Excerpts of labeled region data
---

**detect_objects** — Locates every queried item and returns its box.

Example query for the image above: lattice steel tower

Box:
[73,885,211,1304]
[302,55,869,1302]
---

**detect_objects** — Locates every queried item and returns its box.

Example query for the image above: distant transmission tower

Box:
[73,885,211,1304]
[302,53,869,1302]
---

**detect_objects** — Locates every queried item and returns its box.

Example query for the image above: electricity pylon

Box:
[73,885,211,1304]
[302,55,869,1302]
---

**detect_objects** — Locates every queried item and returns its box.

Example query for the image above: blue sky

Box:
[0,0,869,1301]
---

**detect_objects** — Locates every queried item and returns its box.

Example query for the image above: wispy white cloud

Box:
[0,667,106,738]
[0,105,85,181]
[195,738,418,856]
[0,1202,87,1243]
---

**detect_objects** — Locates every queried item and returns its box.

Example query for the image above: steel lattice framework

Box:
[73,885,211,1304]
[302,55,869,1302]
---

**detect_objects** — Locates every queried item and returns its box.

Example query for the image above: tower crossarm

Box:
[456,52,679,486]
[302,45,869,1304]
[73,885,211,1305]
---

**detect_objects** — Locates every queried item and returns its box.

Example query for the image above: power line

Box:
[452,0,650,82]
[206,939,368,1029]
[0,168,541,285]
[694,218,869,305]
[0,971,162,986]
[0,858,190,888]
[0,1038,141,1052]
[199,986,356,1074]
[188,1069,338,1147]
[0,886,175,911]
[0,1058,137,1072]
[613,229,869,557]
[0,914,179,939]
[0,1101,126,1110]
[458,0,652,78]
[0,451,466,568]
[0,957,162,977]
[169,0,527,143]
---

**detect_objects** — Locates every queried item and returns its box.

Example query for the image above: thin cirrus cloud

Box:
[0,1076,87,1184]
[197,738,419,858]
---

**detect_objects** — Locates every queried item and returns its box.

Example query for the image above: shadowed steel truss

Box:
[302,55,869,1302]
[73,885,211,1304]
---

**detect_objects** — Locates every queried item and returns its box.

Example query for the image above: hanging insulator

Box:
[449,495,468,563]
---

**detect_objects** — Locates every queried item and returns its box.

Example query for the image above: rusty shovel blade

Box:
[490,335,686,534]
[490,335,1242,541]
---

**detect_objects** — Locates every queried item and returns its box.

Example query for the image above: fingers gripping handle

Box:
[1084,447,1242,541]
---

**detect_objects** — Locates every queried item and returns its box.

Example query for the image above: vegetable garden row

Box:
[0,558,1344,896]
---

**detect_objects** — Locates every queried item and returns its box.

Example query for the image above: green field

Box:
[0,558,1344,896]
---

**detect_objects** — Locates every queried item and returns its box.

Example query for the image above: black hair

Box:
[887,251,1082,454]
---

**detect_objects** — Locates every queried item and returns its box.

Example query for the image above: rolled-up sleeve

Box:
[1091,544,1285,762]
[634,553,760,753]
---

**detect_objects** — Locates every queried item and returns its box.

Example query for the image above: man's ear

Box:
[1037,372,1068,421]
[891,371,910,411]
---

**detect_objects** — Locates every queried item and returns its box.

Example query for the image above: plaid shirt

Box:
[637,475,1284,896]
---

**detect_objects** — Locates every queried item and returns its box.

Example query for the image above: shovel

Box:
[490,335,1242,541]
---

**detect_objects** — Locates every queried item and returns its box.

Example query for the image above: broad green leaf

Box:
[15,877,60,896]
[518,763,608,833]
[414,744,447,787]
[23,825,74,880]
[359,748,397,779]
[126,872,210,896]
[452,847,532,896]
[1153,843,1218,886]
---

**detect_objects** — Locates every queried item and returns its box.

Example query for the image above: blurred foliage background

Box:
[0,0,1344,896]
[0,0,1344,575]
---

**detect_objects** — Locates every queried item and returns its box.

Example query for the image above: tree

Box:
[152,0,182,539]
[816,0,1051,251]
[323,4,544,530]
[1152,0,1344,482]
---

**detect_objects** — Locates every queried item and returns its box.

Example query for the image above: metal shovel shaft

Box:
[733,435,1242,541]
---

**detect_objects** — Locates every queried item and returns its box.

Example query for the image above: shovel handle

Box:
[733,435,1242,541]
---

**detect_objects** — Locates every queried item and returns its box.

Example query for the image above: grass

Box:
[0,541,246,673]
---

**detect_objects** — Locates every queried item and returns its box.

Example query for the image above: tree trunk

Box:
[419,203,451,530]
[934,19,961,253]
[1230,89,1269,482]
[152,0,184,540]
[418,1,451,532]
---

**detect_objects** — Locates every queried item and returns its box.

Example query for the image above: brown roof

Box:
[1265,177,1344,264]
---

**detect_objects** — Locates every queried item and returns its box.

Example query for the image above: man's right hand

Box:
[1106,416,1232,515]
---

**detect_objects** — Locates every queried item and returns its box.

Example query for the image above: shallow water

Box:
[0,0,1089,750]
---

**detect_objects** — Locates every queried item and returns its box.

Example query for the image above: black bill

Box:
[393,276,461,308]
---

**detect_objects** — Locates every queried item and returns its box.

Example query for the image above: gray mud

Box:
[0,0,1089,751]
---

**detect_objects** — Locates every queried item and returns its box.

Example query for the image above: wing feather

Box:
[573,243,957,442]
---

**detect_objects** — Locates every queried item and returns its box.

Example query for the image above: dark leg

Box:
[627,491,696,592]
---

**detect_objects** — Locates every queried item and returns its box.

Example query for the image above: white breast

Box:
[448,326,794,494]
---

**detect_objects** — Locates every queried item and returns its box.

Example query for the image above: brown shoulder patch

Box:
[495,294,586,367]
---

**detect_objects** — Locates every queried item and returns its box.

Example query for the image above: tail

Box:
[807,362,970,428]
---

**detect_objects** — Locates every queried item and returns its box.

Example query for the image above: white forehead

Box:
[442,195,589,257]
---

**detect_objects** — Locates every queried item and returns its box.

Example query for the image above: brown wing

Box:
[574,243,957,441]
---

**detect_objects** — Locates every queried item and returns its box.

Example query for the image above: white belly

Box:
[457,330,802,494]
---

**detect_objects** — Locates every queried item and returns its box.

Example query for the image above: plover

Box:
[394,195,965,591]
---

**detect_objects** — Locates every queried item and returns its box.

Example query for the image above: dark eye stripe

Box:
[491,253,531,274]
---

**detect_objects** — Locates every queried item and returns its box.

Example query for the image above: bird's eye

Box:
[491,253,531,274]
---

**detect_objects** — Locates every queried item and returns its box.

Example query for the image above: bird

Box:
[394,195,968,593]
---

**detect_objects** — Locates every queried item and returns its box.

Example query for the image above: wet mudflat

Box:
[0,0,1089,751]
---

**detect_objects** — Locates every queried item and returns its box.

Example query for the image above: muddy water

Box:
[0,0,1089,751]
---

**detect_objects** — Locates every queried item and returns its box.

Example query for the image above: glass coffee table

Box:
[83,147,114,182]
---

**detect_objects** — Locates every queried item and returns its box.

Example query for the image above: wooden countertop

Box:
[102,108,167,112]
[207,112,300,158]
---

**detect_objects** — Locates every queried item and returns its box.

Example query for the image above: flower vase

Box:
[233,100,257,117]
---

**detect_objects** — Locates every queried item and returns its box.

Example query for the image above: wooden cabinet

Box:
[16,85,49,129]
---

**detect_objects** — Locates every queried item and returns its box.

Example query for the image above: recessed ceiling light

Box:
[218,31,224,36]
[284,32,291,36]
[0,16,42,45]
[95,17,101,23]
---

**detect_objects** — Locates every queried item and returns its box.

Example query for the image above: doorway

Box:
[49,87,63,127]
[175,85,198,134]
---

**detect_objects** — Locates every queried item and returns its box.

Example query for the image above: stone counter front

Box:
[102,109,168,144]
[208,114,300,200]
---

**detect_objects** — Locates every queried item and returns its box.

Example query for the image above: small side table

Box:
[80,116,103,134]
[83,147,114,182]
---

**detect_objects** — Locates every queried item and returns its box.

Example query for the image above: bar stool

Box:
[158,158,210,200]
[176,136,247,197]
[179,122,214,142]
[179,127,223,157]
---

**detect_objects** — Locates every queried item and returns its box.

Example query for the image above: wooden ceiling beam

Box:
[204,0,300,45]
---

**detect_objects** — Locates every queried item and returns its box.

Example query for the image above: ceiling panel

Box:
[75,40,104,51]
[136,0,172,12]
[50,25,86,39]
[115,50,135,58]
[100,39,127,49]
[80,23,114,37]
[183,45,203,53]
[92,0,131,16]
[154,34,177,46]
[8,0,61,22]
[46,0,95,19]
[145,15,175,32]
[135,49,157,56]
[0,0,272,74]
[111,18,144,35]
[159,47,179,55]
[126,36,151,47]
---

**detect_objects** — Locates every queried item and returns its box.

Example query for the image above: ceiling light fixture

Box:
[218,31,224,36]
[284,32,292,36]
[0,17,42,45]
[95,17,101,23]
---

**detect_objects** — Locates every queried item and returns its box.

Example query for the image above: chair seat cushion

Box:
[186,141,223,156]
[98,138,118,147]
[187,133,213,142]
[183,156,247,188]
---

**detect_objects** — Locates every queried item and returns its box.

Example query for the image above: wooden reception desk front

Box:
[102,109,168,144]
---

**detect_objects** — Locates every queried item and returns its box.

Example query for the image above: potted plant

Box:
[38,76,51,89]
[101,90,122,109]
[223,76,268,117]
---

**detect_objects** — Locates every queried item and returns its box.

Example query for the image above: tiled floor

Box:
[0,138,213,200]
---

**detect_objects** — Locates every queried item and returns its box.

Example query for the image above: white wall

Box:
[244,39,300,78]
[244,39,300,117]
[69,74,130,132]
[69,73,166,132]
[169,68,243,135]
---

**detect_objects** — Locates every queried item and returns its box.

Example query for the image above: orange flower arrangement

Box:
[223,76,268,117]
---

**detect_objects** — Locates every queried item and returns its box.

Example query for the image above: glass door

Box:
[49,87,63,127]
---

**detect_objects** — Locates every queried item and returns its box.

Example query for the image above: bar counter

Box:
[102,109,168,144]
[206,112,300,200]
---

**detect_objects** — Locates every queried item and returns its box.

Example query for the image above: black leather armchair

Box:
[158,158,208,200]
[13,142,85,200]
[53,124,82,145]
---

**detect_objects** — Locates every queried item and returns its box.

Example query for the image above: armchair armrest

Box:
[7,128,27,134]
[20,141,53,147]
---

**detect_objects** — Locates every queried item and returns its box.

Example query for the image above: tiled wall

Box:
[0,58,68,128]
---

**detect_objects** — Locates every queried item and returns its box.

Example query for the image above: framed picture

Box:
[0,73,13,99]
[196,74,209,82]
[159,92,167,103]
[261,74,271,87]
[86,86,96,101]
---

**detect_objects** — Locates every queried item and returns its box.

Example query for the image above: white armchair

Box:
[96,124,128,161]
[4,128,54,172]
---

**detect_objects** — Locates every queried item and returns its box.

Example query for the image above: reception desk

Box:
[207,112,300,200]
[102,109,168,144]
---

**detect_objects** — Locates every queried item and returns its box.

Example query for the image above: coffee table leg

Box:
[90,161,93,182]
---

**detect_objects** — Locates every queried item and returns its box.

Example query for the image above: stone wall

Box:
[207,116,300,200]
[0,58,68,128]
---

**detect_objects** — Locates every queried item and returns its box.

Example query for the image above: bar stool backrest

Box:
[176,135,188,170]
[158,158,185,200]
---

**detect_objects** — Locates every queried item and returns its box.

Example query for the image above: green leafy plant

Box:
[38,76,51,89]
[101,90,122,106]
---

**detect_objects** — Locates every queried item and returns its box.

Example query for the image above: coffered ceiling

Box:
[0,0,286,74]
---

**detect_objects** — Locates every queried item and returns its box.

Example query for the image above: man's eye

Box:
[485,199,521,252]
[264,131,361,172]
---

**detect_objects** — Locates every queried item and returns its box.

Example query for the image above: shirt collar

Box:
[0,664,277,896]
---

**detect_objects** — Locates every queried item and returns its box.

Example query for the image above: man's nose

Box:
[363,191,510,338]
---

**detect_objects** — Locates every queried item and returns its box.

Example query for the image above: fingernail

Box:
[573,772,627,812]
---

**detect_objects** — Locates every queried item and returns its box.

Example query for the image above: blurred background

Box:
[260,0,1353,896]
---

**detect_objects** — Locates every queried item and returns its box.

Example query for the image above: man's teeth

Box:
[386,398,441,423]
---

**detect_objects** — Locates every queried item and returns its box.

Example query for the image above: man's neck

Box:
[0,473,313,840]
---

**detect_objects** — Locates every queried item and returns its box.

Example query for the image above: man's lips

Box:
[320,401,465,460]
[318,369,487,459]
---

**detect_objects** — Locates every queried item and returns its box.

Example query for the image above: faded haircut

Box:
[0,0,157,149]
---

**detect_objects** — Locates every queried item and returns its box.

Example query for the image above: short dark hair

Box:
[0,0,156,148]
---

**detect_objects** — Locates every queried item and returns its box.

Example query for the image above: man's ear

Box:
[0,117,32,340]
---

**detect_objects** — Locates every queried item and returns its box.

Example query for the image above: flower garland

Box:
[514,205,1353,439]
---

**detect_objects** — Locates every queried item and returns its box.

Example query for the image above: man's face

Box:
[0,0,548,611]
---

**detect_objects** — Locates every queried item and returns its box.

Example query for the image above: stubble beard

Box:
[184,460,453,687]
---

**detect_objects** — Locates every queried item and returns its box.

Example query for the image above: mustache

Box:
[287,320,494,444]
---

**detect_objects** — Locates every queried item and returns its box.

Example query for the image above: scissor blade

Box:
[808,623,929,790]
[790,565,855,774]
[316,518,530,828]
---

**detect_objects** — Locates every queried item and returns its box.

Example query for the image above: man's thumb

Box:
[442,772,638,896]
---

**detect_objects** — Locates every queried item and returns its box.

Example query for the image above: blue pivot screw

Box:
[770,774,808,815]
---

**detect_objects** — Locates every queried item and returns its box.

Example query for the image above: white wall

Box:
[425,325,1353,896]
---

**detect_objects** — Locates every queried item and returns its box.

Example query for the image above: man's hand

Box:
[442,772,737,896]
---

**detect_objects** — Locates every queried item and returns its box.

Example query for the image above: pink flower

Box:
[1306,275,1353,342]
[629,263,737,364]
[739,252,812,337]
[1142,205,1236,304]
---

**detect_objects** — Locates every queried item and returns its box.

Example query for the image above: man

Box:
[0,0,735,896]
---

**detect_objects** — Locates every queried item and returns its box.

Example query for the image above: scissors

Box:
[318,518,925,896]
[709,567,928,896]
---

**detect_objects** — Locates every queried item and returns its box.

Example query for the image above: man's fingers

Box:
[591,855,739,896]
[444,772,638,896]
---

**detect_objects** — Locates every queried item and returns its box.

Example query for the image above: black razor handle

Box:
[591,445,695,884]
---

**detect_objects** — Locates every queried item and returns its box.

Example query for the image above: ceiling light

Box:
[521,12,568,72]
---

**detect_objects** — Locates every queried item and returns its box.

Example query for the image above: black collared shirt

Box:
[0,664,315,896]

# Problem to solve
Edit the lines from the first one up to and including the line with "[197,738,419,858]" so that "Example query" becomes "Sample query", and leave everything else in those lines unchanged.

# Written reply
---

**detect_objects** — Locates every queried item and returns its box.

Sample query for the image above: lattice steel tower

Box:
[73,885,211,1304]
[302,55,869,1302]
---

**detect_objects** — Locates every queried item and returns its box.

Sample query for the image above: distant transmission tower

Box:
[73,885,211,1304]
[302,53,869,1302]
---

**detect_objects** — Locates every queried item and returns its box.

Sample query for the image above: electricity pylon

Box:
[73,885,211,1304]
[302,55,869,1302]
---

**detect_objects** — Locates every queried item and returns its box.

Sample query for the image above: blue sky

Box:
[0,0,869,1301]
---

**detect_objects** — Locates every queried item and returns its box.

Sample query for the image above: wispy white cloud

Box:
[0,667,106,738]
[0,105,85,181]
[195,738,418,856]
[0,1202,87,1243]
---

**detect_objects** — Locates every queried item and returns its box.

Sample query for the image above: steel lattice framework

Box:
[73,885,211,1304]
[302,55,869,1302]
---

**detect_objects** — Locates every queried item and returns its box.

Sample query for the image above: tower crossarm

Box:
[456,52,679,486]
[302,45,869,1304]
[73,885,211,1305]
---

**detect_objects** — Locates every queried item and returns its box.

Sample query for the image above: power line

Box:
[452,0,650,82]
[206,939,368,1029]
[0,168,541,285]
[694,218,869,305]
[0,971,162,986]
[0,858,190,888]
[0,1038,141,1052]
[199,986,356,1074]
[188,1069,338,1147]
[0,886,175,911]
[0,1058,137,1072]
[613,229,869,557]
[0,914,179,939]
[0,1101,126,1110]
[458,0,652,78]
[0,451,466,568]
[0,957,162,977]
[169,0,527,143]
---

**detect_objects** — Locates every queried item and returns its box.

Sample query for the image above: thin cirrus cloud

Box:
[0,1076,87,1184]
[197,738,419,858]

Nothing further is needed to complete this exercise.